# Texto fornecido
--
O lugar para ser feliz


                         
Há pessoas que se apegam muito aos lugares. E para quem, desta forma, fica difícil sair e começar de novo num outro sítio qualquer. Se, de facto, recomeçar significa um acréscimo de dificuldades – conhecer, ser conhecido, ter reconhecimento, estabelecer uma reputação, tanto a nível pessoal e local como a nível profissional, então se a pessoa ainda está presa ao que ficou para trás as dificuldades serão maiores ainda. Quer-se com isto renegar a saudade? Não, mas tão somente dizer que o excessivo apego pode ser prejudicial para novos caminhos que se abrem.
Explicando. Muitas vezes são-nos propostos desafios pessoais e profissionais que implicam uma mudança de localização geográfica, de lugar. E muitas vezes, também, recusamos essas propostas porque não conseguimos cortar as amarras que nos prendem a um lugar. Claro que isto acontece mais frequentemente quando estão envolvidas pessoas de quem gostamos e aí há que pesar, de facto, se os nossos interesses de carreira valem mais do que os nossos amores ou família, na impossibilidade de mantermos idealmente os dois.
--
(Registos do conjunto de dados sobre a localização de objetos)
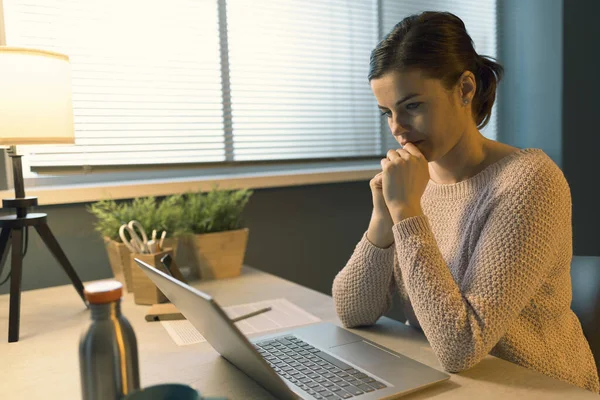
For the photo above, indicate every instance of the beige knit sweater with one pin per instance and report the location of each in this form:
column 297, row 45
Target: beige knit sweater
column 485, row 270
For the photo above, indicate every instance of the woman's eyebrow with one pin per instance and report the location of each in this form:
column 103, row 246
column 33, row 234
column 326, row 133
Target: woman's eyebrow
column 402, row 100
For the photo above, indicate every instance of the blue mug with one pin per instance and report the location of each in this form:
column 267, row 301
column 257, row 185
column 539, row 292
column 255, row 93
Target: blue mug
column 168, row 391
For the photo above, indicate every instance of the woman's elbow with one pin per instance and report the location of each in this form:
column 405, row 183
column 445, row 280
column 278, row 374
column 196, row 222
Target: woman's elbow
column 456, row 360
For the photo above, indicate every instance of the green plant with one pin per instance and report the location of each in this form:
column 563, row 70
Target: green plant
column 148, row 211
column 214, row 211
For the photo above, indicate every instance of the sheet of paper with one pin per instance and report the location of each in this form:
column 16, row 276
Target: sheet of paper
column 283, row 314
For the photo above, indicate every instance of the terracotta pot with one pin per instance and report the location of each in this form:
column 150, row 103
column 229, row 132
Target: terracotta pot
column 221, row 254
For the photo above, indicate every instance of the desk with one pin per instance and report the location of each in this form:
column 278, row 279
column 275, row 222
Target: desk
column 44, row 364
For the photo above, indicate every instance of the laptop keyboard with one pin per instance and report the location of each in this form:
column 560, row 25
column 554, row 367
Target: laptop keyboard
column 314, row 371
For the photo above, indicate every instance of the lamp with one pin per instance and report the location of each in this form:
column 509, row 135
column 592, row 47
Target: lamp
column 35, row 108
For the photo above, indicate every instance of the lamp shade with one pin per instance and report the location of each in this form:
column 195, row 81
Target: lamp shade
column 35, row 97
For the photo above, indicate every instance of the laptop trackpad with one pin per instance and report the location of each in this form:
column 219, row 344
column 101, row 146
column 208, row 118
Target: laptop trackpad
column 379, row 362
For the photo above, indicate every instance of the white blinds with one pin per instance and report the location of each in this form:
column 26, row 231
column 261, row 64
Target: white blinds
column 299, row 78
column 146, row 77
column 479, row 17
column 148, row 87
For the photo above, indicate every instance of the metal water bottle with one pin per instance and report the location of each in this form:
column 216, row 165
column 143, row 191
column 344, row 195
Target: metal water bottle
column 108, row 357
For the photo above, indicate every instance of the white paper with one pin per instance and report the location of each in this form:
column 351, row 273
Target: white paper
column 283, row 314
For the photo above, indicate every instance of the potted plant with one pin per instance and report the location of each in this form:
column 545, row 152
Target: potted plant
column 165, row 215
column 213, row 222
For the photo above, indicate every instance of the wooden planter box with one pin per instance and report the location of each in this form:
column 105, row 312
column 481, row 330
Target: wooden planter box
column 118, row 258
column 221, row 254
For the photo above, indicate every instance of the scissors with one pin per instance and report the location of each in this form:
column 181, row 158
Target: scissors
column 136, row 244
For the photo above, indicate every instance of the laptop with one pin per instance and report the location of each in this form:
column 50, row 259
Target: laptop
column 318, row 361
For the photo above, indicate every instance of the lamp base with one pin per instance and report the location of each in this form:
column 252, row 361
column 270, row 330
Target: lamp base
column 12, row 235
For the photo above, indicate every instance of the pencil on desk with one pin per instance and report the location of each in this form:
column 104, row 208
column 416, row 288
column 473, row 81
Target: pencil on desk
column 252, row 314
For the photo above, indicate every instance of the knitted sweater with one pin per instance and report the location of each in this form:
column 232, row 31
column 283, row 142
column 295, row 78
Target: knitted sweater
column 485, row 270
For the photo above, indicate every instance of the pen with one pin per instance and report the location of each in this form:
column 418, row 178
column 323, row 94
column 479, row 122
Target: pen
column 252, row 314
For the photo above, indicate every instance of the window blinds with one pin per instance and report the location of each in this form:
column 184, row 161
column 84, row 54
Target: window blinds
column 193, row 81
column 299, row 78
column 145, row 74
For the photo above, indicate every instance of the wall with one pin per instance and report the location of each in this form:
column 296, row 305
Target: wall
column 530, row 98
column 581, row 132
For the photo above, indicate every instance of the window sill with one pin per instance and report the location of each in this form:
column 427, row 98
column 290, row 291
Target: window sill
column 127, row 189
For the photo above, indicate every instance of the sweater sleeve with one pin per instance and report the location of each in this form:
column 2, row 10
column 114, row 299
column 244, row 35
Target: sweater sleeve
column 362, row 291
column 523, row 226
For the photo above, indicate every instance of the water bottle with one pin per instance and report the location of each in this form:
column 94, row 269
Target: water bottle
column 108, row 357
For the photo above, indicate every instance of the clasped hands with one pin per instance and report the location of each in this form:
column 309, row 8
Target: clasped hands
column 404, row 177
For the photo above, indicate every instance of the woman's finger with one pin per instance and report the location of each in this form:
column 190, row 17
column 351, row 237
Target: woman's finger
column 392, row 155
column 403, row 154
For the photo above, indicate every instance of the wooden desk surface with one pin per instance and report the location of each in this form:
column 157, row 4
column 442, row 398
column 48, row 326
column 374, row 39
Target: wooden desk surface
column 44, row 363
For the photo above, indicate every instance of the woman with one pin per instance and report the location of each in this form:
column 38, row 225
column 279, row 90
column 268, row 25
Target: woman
column 474, row 234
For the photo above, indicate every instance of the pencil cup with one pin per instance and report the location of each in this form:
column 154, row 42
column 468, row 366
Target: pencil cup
column 144, row 290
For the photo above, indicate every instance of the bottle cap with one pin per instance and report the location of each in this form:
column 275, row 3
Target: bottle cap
column 103, row 292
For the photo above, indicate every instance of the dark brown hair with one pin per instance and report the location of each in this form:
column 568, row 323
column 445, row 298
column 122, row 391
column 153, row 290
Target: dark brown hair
column 438, row 44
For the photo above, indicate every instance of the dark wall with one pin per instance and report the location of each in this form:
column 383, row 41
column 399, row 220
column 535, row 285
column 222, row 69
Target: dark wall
column 304, row 234
column 530, row 95
column 581, row 126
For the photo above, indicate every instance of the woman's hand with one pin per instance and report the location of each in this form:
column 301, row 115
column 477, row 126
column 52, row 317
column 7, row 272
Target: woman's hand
column 405, row 177
column 380, row 228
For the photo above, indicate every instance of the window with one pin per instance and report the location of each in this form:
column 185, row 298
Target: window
column 210, row 81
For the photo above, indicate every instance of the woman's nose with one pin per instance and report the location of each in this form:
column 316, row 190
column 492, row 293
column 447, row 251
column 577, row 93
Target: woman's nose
column 397, row 126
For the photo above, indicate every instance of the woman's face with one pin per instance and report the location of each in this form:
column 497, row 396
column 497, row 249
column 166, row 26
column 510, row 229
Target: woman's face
column 422, row 111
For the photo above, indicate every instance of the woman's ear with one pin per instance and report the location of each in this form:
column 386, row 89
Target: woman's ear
--
# Tarefas a fazer
1 > Reproduza sem alterações o trecho do texto sobre o apego aos lugares que vai de "O lugar para" até "que se abrem.", com ambas as pontas incluídas.
2 > Escreva por inteiro, tal como estão, as linhas dos registos que vão da linha que contém "For the photo above, indicate every instance of the metal" até à linha que contém "column 136, row 244", incluindo as duas.

# Respostas por tarefa
1 >
O lugar para ser feliz


                         
Há pessoas que se apegam muito aos lugares. E para quem, desta forma, fica difícil sair e começar de novo num outro sítio qualquer. Se, de facto, recomeçar significa um acréscimo de dificuldades – conhecer, ser conhecido, ter reconhecimento, estabelecer uma reputação, tanto a nível pessoal e local como a nível profissional, então se a pessoa ainda está presa ao que ficou para trás as dificuldades serão maiores ainda. Quer-se com isto renegar a saudade? Não, mas tão somente dizer que o excessivo apego pode ser prejudicial para novos caminhos que se abrem.

2 >
For the photo above, indicate every instance of the metal water bottle with one pin per instance and report the location of each in this form:
column 216, row 165
column 143, row 191
column 344, row 195
Target: metal water bottle
column 108, row 357
For the photo above, indicate every instance of the white paper with one pin per instance and report the location of each in this form:
column 351, row 273
Target: white paper
column 283, row 314
For the photo above, indicate every instance of the potted plant with one pin per instance and report the location of each in this form:
column 545, row 152
Target: potted plant
column 165, row 215
column 213, row 222
For the photo above, indicate every instance of the wooden planter box with one pin per instance and report the location of each in this form:
column 105, row 312
column 481, row 330
Target: wooden planter box
column 118, row 258
column 221, row 254
For the photo above, indicate every instance of the scissors with one pin per instance and report the location of each in this form:
column 181, row 158
Target: scissors
column 136, row 244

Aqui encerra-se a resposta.